ACTIONS TO TAKE |
1. In the passage about the House healthcare vote, how much funding does the amendment provide, and over what period?
2. Continue the passage about the House healthcare vote from where it stops.

The House of Representatives is poised to vote today on healthcare legislation that would repeal much of the Affordable Care Act, replacing it with a plan that medical experts warn will drive up the cost of medicine while leaving millions without health insurance. House Majority Leader Kevin McCarthy said, after an evening huddle with party leaders, that Republicans have enough votes to pass the bill. Today’s scheduled vote came after Republican Reps. Fred Upton of Michigan and Billy Long of Missouri emerged from talks at the White House saying they flipped from “no” to “yes” after winning an amendment that will provide $8 billion over five years to subsidize health insurance for people with pre-existing conditions.
Rep. Fred Upton: “I talked to the president yesterday afternoon. I told him I could not support the bill as it was then moving through the Rules Committee, without added protections for those with pre-existing illnesses, and, based on our discussions and the agreement on this amendment, can now be in a place where I can support the bill with such amendment.”

Collected data entries
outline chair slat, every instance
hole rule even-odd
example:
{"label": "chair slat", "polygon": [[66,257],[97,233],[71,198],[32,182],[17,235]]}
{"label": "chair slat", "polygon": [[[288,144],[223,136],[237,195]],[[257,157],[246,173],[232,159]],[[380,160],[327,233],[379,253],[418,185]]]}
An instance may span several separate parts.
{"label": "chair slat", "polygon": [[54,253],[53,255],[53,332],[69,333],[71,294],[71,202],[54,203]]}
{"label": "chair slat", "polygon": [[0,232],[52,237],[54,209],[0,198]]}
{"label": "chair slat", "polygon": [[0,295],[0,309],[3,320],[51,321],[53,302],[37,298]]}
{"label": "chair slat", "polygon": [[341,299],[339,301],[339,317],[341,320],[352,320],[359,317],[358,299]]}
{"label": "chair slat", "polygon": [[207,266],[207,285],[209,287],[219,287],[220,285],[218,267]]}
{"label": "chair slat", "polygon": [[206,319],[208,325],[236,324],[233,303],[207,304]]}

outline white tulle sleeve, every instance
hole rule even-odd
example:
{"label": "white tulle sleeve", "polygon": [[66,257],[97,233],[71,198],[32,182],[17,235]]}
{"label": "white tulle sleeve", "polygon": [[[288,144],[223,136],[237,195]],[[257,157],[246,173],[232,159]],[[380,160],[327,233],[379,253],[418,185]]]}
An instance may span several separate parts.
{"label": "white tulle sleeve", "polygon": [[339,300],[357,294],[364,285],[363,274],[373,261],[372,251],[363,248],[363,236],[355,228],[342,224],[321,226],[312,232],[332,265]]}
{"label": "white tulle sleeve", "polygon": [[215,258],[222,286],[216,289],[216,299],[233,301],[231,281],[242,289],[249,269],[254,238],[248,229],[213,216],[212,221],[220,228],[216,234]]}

EXPECTED OUTPUTS |
1. $8 billion over five years.

2.
It’s unclear how far the $8 billion subsidy would go toward protecting patients with pre-existing conditions. Senate Minority Leader Chuck Schumer of New York compared the measure to giving cough syrup to a cancer patient. Major medical organizations and the AARP have warned the bill will cause serious harm to patients and drive up the cost of healthcare. The Congressional Budget Office has not had time to “score” the legislation—meaning the House will vote on a bill without knowing its projected impact. A CBO review of similar legislation in March estimated it would add 24 million people to the ranks of the uninsured.